> [SELECTED TEXT]:
****************
Sunday, February 2, 2020

The Strummer Files: Joe Strummer and the Mescaleros - Global a Go-Go (Hellcat records, 2001)

Craig Stephen returns with another offering on Joe Strummer’s post-Clash legacy … 

The magnus opus of the trio of Mescaleros records was this immense and intense collection that, as its title alone suggests, took a worldwide overview, stretching from Ukraine to New Zealand. Get ready for a trip around the world in 80 minutes (or far less).


In ‘Bhindi Bhagee’, Strummer meets a New Zealander on the high road of a diverse London community, and is asked where he can get some mushy peas. A bemused Strummer replies that they haven’t got any of that particular dish, “but we do got … Balti, bhindi, strictly hindi, dal halal/ We got rocksoul, okra, Bombay duck ra/ Shrimp beansprout, comes with it or without, with it or without.”
****************
> [AVAILABLE DATA]:
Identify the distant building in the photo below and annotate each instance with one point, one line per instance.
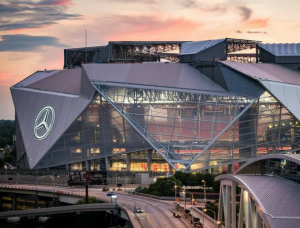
(160, 106)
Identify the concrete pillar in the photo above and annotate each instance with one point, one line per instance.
(87, 166)
(0, 202)
(36, 201)
(14, 202)
(68, 167)
(149, 159)
(128, 162)
(107, 163)
(170, 170)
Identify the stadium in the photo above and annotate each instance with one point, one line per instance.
(160, 106)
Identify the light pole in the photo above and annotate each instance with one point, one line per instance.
(203, 181)
(175, 186)
(205, 210)
(218, 222)
(192, 202)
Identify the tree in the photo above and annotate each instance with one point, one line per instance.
(2, 163)
(91, 200)
(8, 158)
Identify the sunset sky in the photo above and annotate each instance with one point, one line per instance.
(33, 34)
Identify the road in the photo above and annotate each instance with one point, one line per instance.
(157, 213)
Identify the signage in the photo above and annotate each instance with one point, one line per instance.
(92, 177)
(44, 122)
(111, 194)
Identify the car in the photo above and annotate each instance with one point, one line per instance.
(104, 189)
(176, 215)
(139, 210)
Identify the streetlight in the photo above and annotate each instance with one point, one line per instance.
(205, 210)
(192, 202)
(175, 186)
(203, 181)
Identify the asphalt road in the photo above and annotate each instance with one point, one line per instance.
(156, 213)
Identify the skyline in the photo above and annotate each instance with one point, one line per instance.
(33, 34)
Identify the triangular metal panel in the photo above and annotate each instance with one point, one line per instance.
(86, 88)
(37, 76)
(287, 94)
(29, 103)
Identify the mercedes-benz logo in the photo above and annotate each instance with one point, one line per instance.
(44, 122)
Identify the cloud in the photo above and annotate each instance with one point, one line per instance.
(148, 27)
(258, 23)
(252, 32)
(245, 12)
(23, 43)
(20, 15)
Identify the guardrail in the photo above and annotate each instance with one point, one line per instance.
(59, 210)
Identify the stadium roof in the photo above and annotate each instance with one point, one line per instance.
(66, 81)
(266, 71)
(173, 75)
(195, 47)
(250, 167)
(35, 77)
(274, 195)
(282, 49)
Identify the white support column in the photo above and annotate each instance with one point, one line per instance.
(233, 204)
(220, 210)
(107, 163)
(253, 214)
(68, 167)
(241, 213)
(246, 208)
(128, 162)
(258, 220)
(170, 170)
(228, 207)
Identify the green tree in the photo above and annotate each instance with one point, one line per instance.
(3, 142)
(91, 200)
(2, 163)
(8, 158)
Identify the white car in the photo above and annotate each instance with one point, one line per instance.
(139, 210)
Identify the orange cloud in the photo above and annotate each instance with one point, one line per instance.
(258, 23)
(22, 30)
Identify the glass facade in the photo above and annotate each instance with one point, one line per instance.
(181, 127)
(283, 168)
(98, 132)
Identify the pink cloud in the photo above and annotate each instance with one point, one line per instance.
(258, 23)
(148, 28)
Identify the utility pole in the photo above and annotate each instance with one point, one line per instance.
(85, 46)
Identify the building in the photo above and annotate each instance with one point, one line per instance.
(160, 106)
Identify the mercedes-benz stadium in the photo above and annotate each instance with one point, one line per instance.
(160, 106)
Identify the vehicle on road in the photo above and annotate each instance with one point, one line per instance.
(176, 215)
(139, 210)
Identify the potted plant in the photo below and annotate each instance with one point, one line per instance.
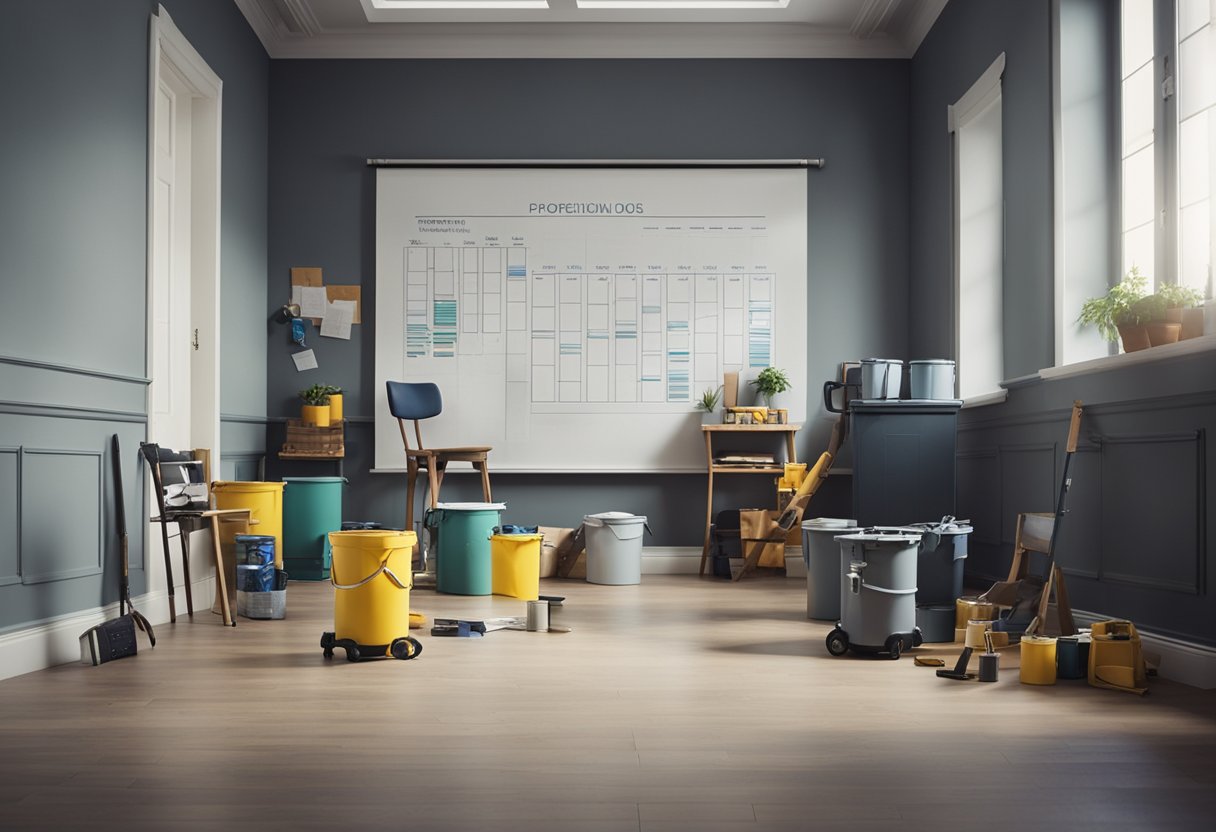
(708, 405)
(769, 383)
(315, 411)
(1113, 313)
(335, 403)
(1152, 310)
(1183, 305)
****************
> [PROMPT 1]: In the Global a Go-Go review, what does the New Zealander ask Strummer where he can get?
> [PROMPT 2]:
Say whether each statement agrees with the Global a Go-Go review. For each one, answer yes or no and quote the words from the review that decide it.
(a) Global a Go-Go came out on Hellcat Records in 2001.
(b) The album's worldwide overview stretches from Ukraine to New Zealand.
(c) In "Bhindi Bhagee," Strummer meets the New Zealander in Paris.
> [PROMPT 3]: Write the next part of the Global a Go-Go review, starting after its last sentence.
The material after the Global a Go-Go review is separate from the review.

> [RESPONSE BOX 1]: Some mushy peas.

> [RESPONSE BOX 2]:
(a) Yes: "Global a Go-Go (Hellcat records, 2001)"
(b) Yes: "stretching from Ukraine to New Zealand"
(c) No: "on the high road of a diverse London community"

> [RESPONSE BOX 3]:
And he hasn’t stopped there as there’s also: “Bagels soft or simply harder/ Exotic avocado or toxic empanada/ We got akee, lassi, Somali waccy baccy” … 

Strummer is making clear to this colonial with a 1970s view of Britain that the city he’s just arrived in has diverse culinary tastes reflecting the varied cultures of modern Britain. Just as he’s finished his culinary spiel, the protagonist explains that he’s in a band and reels off the different forms of music it plays, in the same manner as above: “We got Brit pop, hip-hop, rockabilly, lindy hop/ Gaelic heavy metal fans, fighting in the road.” 

Meanwhile, on the title track Strummer hails the universality of music: “Buddy Rich in Burundi/ Quadrophenia in Armenia/ Big Youth booming in Djkarta/ Nina Simone over Sierra Leone.”

‘Cool ‘N’ Out’ is a road trip across the States with Strummer’s typically obtuse lyrics: “Fix that gauge or you run out of gas/ A cool operator can make it last/ Say, from here to Indiana and across Illinois/ We're rockin’ the girls and a-boppin' on the boys/ And I spot a little bitty on a little bam-bam/ That pill poppers hopping on a city bound tram.”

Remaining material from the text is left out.